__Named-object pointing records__

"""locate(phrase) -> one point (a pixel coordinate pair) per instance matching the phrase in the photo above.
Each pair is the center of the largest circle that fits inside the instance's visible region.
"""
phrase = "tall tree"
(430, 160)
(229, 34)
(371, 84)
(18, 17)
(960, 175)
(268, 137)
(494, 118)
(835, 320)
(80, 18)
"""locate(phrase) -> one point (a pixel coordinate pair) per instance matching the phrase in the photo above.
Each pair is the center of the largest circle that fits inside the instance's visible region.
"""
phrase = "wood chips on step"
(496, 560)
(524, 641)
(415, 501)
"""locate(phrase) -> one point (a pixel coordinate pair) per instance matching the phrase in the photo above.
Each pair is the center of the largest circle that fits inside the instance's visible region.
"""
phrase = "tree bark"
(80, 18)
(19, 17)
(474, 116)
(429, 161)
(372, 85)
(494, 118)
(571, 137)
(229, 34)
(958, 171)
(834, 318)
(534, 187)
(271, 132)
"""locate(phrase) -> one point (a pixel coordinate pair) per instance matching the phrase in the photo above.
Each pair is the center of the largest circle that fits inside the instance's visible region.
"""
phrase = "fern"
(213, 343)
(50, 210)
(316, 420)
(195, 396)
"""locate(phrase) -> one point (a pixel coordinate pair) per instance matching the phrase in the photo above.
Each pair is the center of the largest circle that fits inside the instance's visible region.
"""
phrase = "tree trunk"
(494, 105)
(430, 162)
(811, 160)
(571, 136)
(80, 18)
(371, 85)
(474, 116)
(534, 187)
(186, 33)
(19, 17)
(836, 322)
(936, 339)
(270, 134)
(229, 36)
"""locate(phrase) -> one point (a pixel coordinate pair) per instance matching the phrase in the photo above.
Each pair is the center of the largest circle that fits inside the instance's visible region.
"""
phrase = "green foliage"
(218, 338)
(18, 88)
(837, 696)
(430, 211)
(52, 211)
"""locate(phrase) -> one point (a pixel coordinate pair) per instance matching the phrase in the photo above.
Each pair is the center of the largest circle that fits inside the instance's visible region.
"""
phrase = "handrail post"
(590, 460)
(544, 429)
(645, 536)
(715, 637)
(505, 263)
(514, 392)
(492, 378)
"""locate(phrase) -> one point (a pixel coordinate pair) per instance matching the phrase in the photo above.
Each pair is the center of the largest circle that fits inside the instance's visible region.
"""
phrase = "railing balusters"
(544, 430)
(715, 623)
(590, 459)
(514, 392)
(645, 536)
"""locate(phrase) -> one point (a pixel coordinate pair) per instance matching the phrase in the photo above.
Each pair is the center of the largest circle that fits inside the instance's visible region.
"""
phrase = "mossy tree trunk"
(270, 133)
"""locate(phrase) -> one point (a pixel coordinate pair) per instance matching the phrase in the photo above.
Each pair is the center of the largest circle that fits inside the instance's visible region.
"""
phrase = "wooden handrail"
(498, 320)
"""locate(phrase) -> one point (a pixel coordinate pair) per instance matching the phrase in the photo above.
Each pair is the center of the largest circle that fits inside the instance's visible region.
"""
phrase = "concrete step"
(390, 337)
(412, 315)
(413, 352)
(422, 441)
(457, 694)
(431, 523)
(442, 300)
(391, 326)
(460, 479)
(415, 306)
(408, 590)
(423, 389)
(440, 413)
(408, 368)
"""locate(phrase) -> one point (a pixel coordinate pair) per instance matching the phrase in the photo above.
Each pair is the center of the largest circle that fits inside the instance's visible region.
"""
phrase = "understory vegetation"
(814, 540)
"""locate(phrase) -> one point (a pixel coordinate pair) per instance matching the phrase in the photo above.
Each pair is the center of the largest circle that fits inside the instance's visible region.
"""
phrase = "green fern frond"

__What to produce__
List each line from the rows above that contains the string "handrail". Matching is case-sensitive.

__Full solution__
phrase = "handrail post"
phrase = "wooden handrail"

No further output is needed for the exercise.